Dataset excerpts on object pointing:
Start

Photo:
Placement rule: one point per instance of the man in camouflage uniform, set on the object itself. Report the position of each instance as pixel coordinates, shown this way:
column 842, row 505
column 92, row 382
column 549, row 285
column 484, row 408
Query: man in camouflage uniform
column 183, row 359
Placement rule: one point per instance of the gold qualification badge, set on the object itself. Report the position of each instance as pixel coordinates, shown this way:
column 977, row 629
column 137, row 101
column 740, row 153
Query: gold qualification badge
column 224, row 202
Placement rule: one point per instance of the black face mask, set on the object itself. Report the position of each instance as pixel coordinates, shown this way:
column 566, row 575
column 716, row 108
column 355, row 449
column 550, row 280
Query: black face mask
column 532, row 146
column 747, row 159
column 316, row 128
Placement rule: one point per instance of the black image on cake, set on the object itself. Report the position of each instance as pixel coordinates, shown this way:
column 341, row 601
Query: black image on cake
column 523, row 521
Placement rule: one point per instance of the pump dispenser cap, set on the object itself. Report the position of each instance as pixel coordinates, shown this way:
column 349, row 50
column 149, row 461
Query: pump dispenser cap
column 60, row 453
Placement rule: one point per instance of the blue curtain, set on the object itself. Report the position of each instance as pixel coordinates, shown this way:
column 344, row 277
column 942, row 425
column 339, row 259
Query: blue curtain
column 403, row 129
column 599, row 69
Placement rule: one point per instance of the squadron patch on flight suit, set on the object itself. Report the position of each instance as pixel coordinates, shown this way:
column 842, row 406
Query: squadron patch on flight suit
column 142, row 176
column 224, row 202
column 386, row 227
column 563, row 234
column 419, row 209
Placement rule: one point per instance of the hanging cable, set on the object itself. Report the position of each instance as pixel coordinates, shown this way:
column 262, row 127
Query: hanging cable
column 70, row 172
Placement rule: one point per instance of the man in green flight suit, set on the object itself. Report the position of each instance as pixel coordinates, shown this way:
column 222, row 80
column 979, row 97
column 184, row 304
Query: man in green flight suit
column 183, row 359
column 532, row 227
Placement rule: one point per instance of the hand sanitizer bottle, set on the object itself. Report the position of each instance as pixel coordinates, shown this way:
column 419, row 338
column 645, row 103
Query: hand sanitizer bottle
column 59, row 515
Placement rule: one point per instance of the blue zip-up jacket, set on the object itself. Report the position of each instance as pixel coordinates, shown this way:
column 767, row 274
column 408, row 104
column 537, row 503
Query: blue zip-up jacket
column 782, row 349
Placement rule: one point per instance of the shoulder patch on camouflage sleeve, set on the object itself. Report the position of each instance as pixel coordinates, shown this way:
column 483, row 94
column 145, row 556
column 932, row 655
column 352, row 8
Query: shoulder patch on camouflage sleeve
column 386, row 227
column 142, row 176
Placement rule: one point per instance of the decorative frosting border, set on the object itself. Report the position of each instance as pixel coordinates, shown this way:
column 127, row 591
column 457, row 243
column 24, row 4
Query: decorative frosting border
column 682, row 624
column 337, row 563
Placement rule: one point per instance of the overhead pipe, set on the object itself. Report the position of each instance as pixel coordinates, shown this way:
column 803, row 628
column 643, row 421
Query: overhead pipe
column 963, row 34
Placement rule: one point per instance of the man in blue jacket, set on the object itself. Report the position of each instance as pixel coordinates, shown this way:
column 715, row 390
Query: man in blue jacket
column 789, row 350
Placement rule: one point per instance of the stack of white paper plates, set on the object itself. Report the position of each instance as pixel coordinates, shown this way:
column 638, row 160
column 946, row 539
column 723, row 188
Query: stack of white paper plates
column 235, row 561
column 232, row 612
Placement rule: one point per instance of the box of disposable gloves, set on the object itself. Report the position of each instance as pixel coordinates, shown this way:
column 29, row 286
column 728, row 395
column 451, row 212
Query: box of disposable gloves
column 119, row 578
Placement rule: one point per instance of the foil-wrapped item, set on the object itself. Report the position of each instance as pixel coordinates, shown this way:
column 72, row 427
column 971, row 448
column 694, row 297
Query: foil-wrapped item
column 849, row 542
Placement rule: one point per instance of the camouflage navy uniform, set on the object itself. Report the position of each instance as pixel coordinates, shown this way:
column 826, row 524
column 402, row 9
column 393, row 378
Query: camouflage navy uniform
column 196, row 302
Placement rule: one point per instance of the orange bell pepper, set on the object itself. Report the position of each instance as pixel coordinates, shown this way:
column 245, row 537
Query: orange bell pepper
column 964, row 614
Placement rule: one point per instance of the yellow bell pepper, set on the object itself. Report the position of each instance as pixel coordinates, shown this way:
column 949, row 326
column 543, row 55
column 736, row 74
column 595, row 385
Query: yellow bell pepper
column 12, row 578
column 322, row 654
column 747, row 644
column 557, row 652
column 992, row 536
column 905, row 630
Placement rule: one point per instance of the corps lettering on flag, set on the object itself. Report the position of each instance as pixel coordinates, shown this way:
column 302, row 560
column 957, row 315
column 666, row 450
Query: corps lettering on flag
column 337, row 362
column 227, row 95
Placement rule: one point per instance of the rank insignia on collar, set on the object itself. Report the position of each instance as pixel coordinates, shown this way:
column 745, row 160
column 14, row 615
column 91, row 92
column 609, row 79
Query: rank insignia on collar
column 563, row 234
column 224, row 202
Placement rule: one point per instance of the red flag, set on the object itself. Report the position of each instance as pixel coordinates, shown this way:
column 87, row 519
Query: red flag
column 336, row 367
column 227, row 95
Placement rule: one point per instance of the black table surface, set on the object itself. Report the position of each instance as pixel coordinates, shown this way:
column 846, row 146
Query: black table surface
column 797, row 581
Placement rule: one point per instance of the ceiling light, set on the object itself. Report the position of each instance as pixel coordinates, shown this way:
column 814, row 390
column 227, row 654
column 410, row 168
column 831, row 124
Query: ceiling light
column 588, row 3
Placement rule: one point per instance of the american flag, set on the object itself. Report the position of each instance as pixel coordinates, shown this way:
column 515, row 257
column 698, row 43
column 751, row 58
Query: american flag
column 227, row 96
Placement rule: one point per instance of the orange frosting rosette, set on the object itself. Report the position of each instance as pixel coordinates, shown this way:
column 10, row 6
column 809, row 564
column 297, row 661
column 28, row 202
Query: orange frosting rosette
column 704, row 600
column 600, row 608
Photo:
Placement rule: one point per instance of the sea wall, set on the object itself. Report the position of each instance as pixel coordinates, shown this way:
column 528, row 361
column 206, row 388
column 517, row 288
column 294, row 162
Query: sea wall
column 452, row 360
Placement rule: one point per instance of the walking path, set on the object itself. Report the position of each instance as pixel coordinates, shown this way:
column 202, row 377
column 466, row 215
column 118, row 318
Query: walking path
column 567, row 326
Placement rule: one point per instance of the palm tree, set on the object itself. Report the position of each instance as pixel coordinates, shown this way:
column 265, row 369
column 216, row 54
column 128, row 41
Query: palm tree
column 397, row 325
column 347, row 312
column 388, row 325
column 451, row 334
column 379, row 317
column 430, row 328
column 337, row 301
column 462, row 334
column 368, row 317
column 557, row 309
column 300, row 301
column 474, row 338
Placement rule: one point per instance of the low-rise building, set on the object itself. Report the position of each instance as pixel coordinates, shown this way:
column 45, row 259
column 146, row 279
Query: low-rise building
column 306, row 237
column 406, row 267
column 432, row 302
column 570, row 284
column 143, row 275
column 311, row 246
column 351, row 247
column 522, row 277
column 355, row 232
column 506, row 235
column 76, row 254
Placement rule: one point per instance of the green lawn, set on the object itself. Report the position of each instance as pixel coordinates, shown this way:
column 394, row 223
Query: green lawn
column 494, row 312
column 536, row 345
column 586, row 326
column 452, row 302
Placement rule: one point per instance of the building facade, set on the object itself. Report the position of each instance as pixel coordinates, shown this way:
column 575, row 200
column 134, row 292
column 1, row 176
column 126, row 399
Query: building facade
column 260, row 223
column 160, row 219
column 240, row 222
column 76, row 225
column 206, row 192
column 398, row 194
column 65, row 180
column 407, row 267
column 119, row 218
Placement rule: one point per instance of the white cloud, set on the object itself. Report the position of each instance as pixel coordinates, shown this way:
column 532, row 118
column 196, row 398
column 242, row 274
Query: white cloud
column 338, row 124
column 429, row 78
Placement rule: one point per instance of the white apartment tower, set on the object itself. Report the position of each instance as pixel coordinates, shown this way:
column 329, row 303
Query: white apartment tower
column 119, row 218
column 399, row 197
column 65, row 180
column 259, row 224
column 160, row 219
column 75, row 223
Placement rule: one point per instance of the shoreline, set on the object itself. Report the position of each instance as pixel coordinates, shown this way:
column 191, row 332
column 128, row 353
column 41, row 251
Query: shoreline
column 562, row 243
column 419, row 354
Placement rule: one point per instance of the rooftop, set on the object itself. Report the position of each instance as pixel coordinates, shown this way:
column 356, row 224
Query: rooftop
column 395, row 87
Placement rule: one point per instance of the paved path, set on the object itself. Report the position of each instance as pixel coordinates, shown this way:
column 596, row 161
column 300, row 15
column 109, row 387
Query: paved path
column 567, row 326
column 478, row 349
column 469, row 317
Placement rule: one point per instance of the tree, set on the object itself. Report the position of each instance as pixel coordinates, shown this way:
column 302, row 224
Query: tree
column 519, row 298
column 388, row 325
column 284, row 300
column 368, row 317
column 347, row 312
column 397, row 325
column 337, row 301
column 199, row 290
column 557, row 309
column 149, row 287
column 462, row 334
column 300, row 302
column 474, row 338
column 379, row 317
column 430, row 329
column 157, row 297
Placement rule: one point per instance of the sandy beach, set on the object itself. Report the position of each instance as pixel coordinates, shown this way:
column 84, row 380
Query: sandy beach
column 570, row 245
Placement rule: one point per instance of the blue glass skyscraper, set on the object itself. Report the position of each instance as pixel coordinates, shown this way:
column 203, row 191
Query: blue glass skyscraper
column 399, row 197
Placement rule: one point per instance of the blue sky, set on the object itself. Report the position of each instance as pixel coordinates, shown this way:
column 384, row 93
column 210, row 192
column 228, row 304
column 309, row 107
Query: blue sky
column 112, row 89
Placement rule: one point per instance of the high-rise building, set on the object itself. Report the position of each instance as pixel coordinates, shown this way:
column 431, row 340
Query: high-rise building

End

INSTRUCTION: Copy the lines from the one containing "Placement rule: one point per instance of the white apartment" through the one containing "column 395, row 87", including both of those lines.

EXPECTED ANSWER:
Placement rule: one point per instance of the white apartment tower, set on the object itself. Report the position of each instance as pixel coordinates, shown this way:
column 329, row 303
Query: white apartment tower
column 119, row 218
column 399, row 197
column 65, row 180
column 259, row 224
column 160, row 219
column 75, row 223
Placement rule: one point per instance of the shoreline, set on the object itself. Report the position of each instance as pixel coordinates, shown this way:
column 191, row 332
column 128, row 353
column 41, row 251
Query: shoreline
column 562, row 243
column 419, row 354
Placement rule: one point per instance of the rooftop, set on the object itself. Report the position of each instance as pixel coordinates, shown this way:
column 356, row 224
Query: rooftop
column 395, row 87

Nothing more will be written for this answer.